• Set of tasks
- A) In the forum thread on tea tree oil, list every phrase in the post by onemoreokie that gives a length of time.
- B) In the forum thread on tea tree oil, how did the first writer's dog react to the smell of the spray?
- C) Write out the forum thread on tea tree oil between "I was using" and "endangering their dogs.", inclusive.

+++ Exercise passage

I was using a wholistic spray which has tea tree oil in it and you can smell it. My dog hated the smell so much he wouldn't go near that end of himself but not sure how much ingesting he did as the smell dissipated. I rarely used it when I got it and only for severe non-stop chewing but haven't used it since so I'm not worried about my dog but others who might douse their dogs in tea tree oil after my comments might be endangering their dogs. 

I think more research needs to be done. 
Thanks for the eye-opener


----------



## onemoreokie (Jul 21, 2009)

I didn't know anything about tea trea being toxic either. We've used it for the past four months for constant paw biting/chewing and it has been miraculous. This is the product:

www.petco.com/product/7149/Vet's-Best-Hot-Spot-Itch-Relief-Spray-for-Dogs.aspx

It doesn't take much just one or two spritzes on each paw and she leaves her feet alone for hours. Wonder how much one would have to injest to be toxic? We haven't noticed any side effects and I much prefer this to the meds the vet prescribed that made her groggy all day.


----------



## rdanielle (Sep 2, 2008)

++++++
+++ Recorded data

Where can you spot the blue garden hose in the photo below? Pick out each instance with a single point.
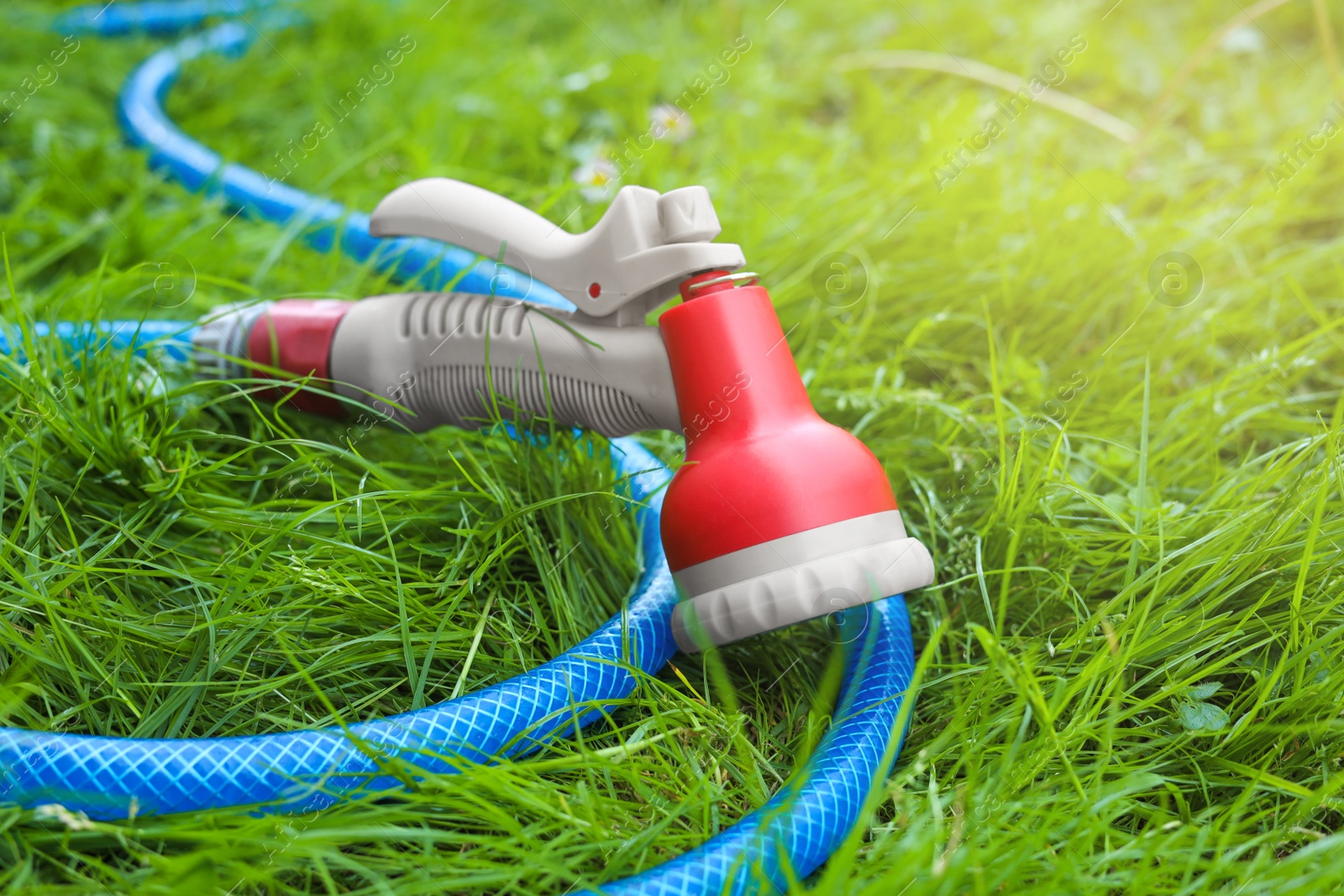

++++++

• Set of answers
- A)
- the past four months
- for hours
- all day

- B) He hated it so much that he wouldn't go near that end of himself.

- C)
I was using a wholistic spray which has tea tree oil in it and you can smell it. My dog hated the smell so much he wouldn't go near that end of himself but not sure how much ingesting he did as the smell dissipated. I rarely used it when I got it and only for severe non-stop chewing but haven't used it since so I'm not worried about my dog but others who might douse their dogs in tea tree oil after my comments might be endangering their dogs.